- ACTIONS TO TAKE -
**a)** Sum up the Gazyvaro article in two sentences.
**b)** Print the part of the Gazyvaro article from "Clinical data from" to "NHS in England.".

From today patients in Scotland with chronic lymphocytic leukaemia (CLL) have gained ‘routine’ access to a new treatment option after cost-regulators approved Roche’s Gazyvaro (obinutuzumab) for National Health Service use in the country.
Gazyvaro is the first ‘type II’ anti-CD20 monoclonal antibody licensed for the treatment of CLL and is designed to attack blood cancers more aggressively than ‘type I’ treatments such as MabThera (rituximab).
According to the Swiss drugmaker, the drug has a double-pronged mode of attack being able to kill cancer cells directly as well as alert the body’s immune system to ‘enemy’ cancer cells, thereby boosting the immune response.
Specifically, Gazyvaro has been recommended by the Sottish Medicines Consortium for use in combination with chlorambucil chemotherapy for the treatment of previously-untreated patients with CLL and co-existing medical conditions who are unsuitable for full-dose fludarabine-based therapy.
Clinical data from a key study, conducted in Scotland, helped secure the decision, showing that Gazyvaro/chemotherapy cut the risk of death by 59% and boosted progression-free survival by 15 months versus chemo alone, while 22.3% of patients were in complete remission compared to none of those in the control arm.
On the safety side, Roche says the drug has a “manageable tolerability profile” with the most common adverse events being infusion-related reactions, 21% of which were severe. Others reported were neutropenia (35%), low platelet count (thrombocytopenia) (11%), infections (11%), anaemia (5%) and leukopenia (5%).
The SMC decision closely follows a National Institute for Health and Care Excellence draft guidelines recommending use of Gazyvaro on the NHS in England.

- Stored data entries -
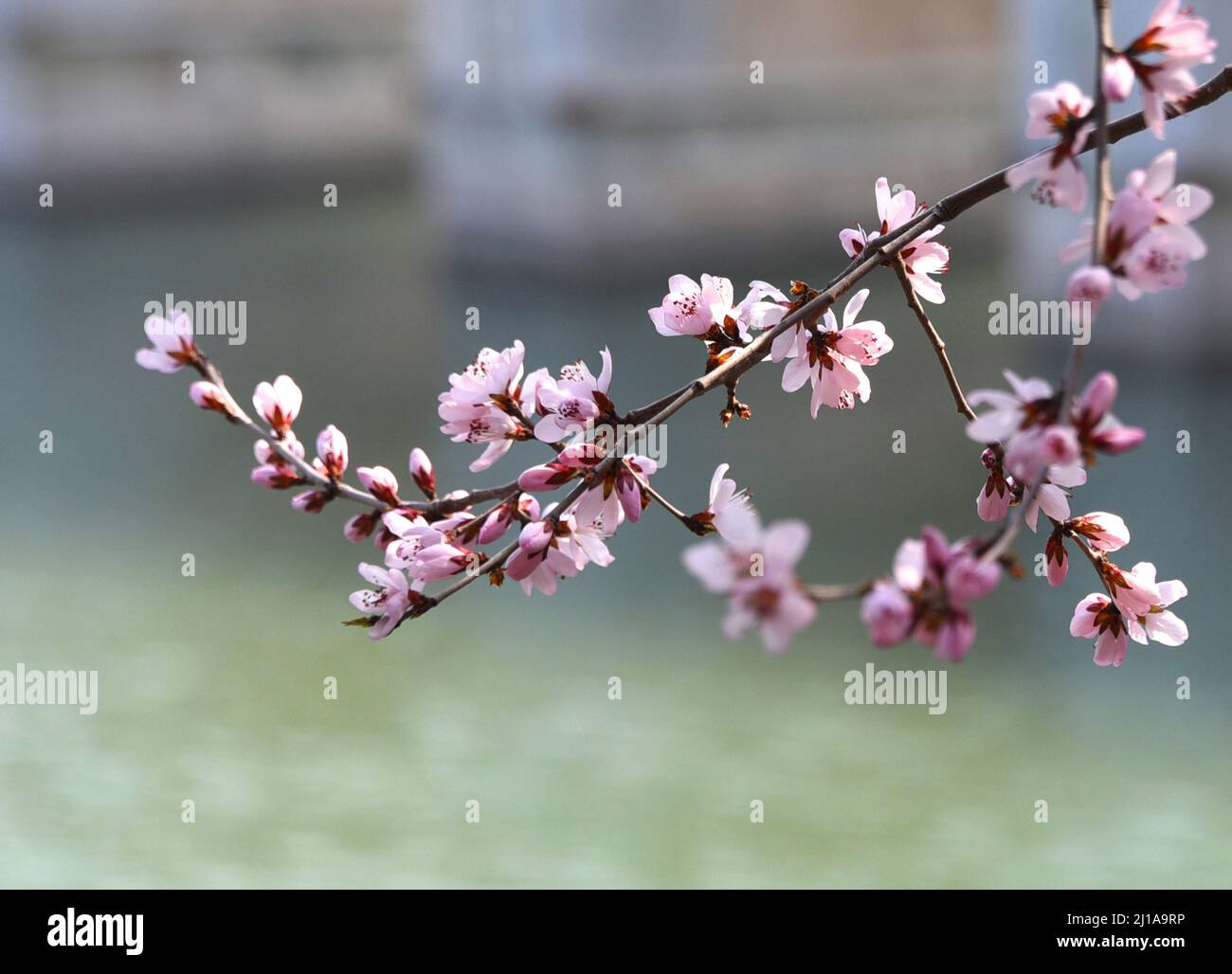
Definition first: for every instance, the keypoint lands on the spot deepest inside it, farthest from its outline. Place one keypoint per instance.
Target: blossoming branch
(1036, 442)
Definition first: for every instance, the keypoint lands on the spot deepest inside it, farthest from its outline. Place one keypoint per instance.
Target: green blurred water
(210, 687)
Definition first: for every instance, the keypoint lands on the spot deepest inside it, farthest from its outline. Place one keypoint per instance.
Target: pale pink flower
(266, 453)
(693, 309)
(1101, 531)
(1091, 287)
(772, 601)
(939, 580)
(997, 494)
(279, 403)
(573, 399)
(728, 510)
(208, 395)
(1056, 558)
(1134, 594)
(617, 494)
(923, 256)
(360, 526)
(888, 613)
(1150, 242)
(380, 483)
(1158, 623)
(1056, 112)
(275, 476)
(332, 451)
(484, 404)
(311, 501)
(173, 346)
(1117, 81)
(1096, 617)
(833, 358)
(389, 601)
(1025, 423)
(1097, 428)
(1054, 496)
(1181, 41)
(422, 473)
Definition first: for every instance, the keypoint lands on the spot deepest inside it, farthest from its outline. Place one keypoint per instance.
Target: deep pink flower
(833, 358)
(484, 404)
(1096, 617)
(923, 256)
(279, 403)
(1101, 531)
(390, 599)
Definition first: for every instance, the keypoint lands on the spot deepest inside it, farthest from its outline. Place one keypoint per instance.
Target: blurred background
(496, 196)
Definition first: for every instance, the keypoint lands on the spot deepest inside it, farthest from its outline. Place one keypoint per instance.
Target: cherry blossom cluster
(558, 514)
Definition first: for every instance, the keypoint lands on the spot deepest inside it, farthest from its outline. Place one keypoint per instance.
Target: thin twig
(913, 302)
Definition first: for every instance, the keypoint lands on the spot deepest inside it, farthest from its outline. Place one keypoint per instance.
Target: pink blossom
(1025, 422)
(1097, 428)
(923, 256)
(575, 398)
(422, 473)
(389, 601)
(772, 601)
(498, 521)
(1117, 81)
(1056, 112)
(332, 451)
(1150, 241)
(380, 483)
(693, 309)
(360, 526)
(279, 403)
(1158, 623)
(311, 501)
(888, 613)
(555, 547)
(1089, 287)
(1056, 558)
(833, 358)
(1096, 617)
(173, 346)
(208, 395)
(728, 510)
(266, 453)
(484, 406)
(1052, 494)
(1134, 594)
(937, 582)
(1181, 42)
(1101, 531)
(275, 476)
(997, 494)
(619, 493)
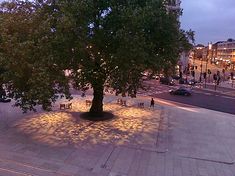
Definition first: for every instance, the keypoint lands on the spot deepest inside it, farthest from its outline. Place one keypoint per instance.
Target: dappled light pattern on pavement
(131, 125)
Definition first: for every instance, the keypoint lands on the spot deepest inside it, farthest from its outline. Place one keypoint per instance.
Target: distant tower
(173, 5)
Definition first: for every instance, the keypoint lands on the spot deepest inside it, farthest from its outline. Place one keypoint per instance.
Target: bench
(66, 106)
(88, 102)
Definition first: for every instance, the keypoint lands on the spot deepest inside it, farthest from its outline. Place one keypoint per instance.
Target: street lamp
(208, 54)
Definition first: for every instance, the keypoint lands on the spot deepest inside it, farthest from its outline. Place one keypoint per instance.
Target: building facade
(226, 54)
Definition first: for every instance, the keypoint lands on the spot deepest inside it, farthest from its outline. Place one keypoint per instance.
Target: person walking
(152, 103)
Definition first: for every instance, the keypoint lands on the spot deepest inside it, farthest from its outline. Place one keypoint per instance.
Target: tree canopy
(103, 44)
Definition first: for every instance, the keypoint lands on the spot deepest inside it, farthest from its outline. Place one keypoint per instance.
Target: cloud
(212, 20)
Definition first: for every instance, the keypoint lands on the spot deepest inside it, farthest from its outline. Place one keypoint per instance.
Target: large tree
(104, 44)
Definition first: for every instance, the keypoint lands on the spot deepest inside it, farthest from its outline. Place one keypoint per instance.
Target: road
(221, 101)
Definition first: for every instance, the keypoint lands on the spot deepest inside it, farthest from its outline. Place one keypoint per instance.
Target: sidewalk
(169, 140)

- TASK-BY-TASK ANSWERS -
**a)** Scottish cost regulators have approved Roche's Gazyvaro (obinutuzumab) for routine NHS use in Scotland, in combination with chlorambucil chemotherapy, for previously untreated patients with chronic lymphocytic leukaemia and co-existing medical conditions who are unsuitable for full-dose fludarabine-based therapy. In a key study, the combination cut the risk of death by 59% and boosted progression-free survival by 15 months versus chemo alone, and infusion-related reactions were the most common adverse events.

**b)**
Clinical data from a key study, conducted in Scotland, helped secure the decision, showing that Gazyvaro/chemotherapy cut the risk of death by 59% and boosted progression-free survival by 15 months versus chemo alone, while 22.3% of patients were in complete remission compared to none of those in the control arm.
On the safety side, Roche says the drug has a “manageable tolerability profile” with the most common adverse events being infusion-related reactions, 21% of which were severe. Others reported were neutropenia (35%), low platelet count (thrombocytopenia) (11%), infections (11%), anaemia (5%) and leukopenia (5%).
The SMC decision closely follows a National Institute for Health and Care Excellence draft guidelines recommending use of Gazyvaro on the NHS in England.